Copy out, word for word, the lines of the material below, starting with the line containing "Exercise. Mark every instance of the black jacket" and going on through the line containing "Target: wooden bench", both included.

#### [Data in this exercise]

** start **

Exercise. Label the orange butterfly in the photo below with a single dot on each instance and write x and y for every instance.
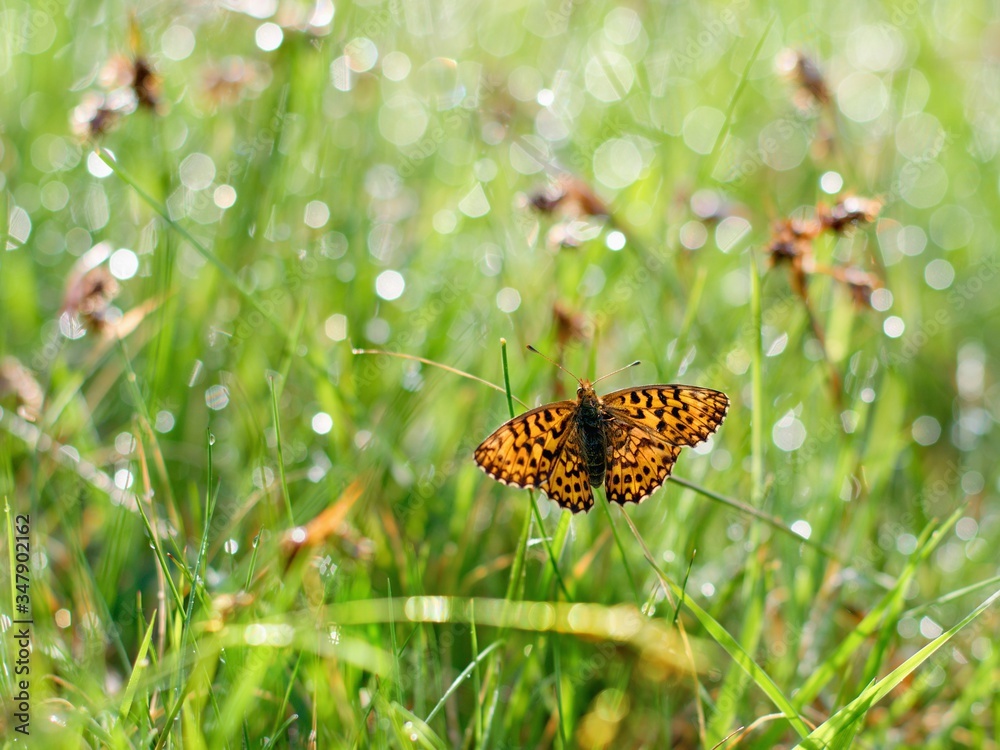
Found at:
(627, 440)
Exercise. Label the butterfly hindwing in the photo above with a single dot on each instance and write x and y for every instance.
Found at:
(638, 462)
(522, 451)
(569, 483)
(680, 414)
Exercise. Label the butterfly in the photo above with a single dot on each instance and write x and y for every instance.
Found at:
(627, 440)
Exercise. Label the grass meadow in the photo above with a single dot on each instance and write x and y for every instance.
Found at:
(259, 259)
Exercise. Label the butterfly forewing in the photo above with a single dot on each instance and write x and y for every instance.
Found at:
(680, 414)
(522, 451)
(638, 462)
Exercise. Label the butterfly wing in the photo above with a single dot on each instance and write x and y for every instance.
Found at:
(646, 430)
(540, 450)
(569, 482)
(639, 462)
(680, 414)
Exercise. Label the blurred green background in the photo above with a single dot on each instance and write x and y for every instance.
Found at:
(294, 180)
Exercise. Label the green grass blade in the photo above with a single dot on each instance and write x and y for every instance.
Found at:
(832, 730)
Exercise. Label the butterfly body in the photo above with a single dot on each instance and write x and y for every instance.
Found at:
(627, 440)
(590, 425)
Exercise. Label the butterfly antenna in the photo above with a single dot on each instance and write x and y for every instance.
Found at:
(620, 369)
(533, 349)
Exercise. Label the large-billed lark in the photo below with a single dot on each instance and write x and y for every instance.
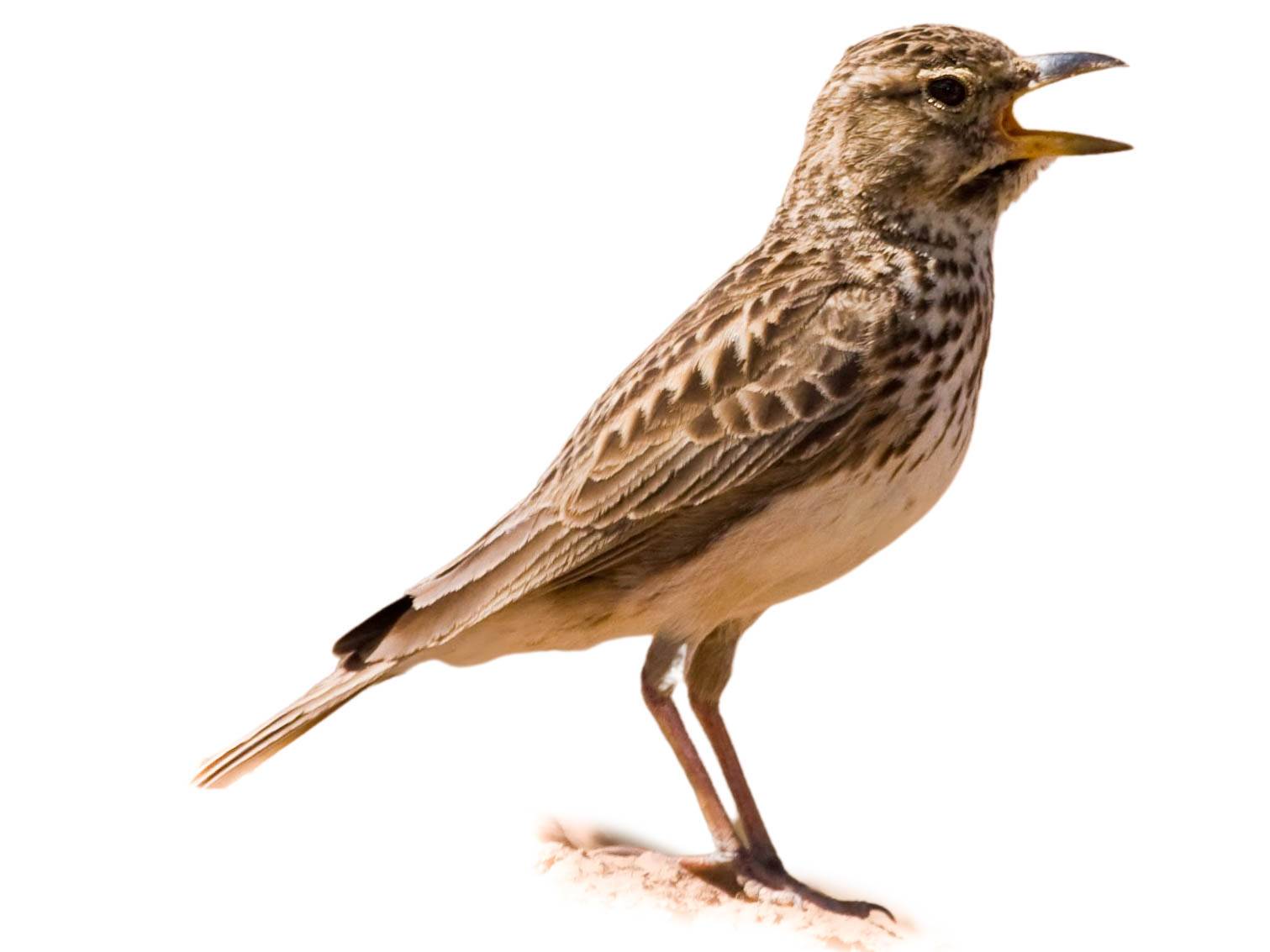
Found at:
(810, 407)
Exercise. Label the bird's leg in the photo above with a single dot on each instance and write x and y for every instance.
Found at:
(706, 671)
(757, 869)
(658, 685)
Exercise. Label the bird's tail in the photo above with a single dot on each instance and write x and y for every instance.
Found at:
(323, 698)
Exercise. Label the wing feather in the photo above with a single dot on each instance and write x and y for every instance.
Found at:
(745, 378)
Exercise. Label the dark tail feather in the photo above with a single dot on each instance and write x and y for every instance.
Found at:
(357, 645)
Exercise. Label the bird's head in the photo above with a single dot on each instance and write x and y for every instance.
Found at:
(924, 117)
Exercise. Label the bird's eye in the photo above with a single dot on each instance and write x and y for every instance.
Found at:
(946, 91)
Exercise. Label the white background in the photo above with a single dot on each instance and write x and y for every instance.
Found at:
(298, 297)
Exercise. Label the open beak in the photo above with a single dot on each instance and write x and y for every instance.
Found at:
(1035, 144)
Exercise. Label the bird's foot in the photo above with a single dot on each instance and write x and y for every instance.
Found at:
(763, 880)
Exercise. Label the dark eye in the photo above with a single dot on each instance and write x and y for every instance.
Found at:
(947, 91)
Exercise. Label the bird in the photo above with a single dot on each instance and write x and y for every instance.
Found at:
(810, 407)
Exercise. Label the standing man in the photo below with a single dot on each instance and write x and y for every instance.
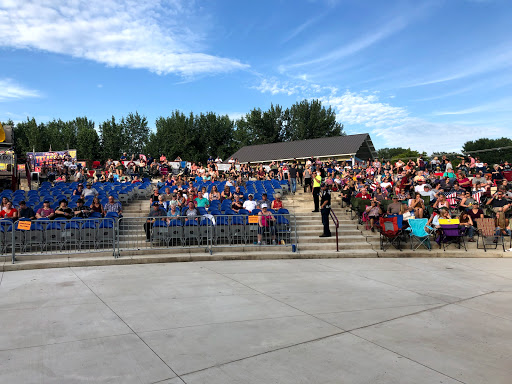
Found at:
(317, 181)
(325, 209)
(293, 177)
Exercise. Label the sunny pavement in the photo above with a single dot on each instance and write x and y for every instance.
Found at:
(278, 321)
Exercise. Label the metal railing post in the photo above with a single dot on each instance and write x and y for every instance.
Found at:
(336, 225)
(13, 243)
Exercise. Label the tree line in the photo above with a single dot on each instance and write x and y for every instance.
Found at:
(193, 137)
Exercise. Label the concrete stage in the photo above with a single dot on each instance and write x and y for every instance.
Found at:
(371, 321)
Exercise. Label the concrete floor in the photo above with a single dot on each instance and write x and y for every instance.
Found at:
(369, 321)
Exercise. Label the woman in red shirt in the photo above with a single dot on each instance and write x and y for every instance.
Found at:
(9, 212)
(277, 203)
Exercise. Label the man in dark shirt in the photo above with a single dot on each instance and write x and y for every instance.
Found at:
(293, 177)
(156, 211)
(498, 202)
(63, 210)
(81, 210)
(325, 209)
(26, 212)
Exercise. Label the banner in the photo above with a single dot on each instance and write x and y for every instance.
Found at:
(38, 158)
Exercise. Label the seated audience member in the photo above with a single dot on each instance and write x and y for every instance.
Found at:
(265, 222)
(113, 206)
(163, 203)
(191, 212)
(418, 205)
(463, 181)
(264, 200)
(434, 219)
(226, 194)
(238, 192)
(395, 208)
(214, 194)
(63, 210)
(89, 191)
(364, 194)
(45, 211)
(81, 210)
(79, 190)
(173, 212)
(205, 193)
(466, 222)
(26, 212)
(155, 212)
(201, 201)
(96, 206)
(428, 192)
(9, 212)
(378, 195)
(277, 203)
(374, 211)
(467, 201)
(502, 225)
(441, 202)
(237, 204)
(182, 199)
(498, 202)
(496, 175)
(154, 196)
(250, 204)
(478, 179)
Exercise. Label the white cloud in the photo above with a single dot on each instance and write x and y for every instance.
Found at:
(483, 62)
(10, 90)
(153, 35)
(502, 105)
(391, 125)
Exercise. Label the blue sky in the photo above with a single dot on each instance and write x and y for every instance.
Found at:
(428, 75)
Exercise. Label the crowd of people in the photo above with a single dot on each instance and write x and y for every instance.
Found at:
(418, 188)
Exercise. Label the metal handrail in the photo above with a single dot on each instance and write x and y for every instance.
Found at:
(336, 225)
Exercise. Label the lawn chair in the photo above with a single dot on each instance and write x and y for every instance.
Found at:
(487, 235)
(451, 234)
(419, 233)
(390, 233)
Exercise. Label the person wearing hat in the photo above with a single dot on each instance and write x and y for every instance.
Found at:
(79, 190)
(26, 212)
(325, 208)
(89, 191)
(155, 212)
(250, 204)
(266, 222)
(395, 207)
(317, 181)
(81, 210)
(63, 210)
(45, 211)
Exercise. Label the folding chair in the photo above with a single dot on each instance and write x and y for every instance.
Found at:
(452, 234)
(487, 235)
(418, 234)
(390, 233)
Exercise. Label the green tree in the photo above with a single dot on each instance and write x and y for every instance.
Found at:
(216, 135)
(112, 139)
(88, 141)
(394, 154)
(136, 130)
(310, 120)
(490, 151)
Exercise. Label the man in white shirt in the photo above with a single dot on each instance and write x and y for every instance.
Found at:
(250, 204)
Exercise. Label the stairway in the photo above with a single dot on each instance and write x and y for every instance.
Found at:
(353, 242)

** end **
** start **

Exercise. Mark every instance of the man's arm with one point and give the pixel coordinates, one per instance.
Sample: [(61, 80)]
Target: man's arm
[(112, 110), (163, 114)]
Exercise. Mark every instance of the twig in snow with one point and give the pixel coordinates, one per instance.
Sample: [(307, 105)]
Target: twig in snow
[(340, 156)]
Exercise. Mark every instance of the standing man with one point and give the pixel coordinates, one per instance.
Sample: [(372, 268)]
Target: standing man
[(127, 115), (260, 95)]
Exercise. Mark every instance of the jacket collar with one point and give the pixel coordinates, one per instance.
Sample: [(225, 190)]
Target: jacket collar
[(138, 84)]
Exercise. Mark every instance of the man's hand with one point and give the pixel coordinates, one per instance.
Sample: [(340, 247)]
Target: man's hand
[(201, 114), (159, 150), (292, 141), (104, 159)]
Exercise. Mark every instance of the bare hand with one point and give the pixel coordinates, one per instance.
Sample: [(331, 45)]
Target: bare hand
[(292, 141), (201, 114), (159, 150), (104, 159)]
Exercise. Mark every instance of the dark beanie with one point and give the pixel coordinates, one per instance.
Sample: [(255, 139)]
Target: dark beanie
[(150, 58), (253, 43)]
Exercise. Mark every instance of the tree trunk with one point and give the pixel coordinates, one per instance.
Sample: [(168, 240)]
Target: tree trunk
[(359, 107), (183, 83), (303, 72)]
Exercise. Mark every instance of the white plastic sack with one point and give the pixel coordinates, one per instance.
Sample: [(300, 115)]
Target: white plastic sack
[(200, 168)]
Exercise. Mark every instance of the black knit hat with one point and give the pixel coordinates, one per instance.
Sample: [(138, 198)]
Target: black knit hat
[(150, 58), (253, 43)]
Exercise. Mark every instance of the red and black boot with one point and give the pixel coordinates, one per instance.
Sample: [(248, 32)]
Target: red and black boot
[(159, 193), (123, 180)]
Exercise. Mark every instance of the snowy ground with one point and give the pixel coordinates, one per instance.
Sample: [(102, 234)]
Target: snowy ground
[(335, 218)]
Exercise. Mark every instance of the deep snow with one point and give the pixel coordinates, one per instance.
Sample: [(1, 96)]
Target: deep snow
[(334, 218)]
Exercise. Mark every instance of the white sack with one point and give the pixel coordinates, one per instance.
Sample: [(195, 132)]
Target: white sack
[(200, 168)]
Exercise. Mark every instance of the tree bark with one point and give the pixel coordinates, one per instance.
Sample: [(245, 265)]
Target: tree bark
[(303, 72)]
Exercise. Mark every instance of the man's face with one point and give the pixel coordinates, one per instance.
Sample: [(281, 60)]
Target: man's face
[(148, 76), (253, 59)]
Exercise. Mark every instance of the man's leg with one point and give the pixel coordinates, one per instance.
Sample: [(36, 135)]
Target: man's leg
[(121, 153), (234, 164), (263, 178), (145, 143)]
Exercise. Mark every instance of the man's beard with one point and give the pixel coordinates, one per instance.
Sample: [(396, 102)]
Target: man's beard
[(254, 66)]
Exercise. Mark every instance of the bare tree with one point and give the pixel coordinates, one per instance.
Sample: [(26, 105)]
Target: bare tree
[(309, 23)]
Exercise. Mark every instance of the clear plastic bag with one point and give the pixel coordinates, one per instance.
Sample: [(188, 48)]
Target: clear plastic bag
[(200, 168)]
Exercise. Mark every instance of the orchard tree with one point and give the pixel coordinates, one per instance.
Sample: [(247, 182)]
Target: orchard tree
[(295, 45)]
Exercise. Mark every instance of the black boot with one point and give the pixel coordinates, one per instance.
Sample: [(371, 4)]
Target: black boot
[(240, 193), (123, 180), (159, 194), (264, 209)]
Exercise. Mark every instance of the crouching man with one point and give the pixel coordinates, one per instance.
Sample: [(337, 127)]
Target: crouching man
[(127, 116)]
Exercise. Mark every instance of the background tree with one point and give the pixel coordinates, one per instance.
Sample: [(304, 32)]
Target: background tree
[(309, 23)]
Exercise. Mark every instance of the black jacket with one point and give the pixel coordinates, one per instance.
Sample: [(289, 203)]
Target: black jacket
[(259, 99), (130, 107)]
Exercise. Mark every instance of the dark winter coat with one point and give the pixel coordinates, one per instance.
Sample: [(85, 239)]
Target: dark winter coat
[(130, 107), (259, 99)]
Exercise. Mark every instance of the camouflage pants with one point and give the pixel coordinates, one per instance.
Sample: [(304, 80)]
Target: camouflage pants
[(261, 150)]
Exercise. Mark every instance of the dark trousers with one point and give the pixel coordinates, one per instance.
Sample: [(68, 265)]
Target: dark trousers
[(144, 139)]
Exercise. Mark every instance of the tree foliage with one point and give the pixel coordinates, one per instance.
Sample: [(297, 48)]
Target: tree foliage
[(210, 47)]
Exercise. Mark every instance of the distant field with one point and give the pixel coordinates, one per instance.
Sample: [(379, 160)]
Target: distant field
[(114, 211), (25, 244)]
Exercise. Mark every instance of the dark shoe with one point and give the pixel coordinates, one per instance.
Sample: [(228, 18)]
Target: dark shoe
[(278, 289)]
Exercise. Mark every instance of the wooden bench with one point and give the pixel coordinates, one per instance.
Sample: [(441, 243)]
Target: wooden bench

** end **

#### [Exercise solution]
Exercise. Mark every instance of the black jacket with one point and give the pixel coordinates, one per instance.
Sample: [(289, 203)]
Target: black jacket
[(259, 99), (130, 107)]
Exercise. Mark every instance of the dark winter coat with one point and give the pixel coordinates, one per instance.
Sample: [(85, 239)]
Target: dark winter coat
[(130, 107), (259, 99)]
Exercise. Mark every instance of the camouflage pants with one point and give the pixel coordinates, one per instance.
Sample: [(304, 80)]
Target: camouflage pants
[(261, 150)]
Exercise. Mark every instance of the dark trousers with one point and give the pixel coordinates, one per instance.
Sample: [(68, 265)]
Target: dark trousers
[(144, 139)]
Exercise. Mark every instance of the tree foliage with one point and give the pixel coordinates, one per instance.
Sample: [(297, 48)]
Target: tree foliage
[(210, 47)]
Exercise. Mark every instance of the distant field with one point and give the pixel coordinates, one per instance.
Sample: [(379, 160)]
Target: distant field
[(114, 211), (25, 244)]
Exercise. Mark every instance of the dark shoe with one point and give the pixel coordinates, one per instance.
Sample: [(228, 18)]
Target: dark shoe
[(278, 289)]
Exercise. Mark every instance of the wooden bench with one point and give the pixel coordinates, one per instance.
Sample: [(441, 243)]
Target: wooden bench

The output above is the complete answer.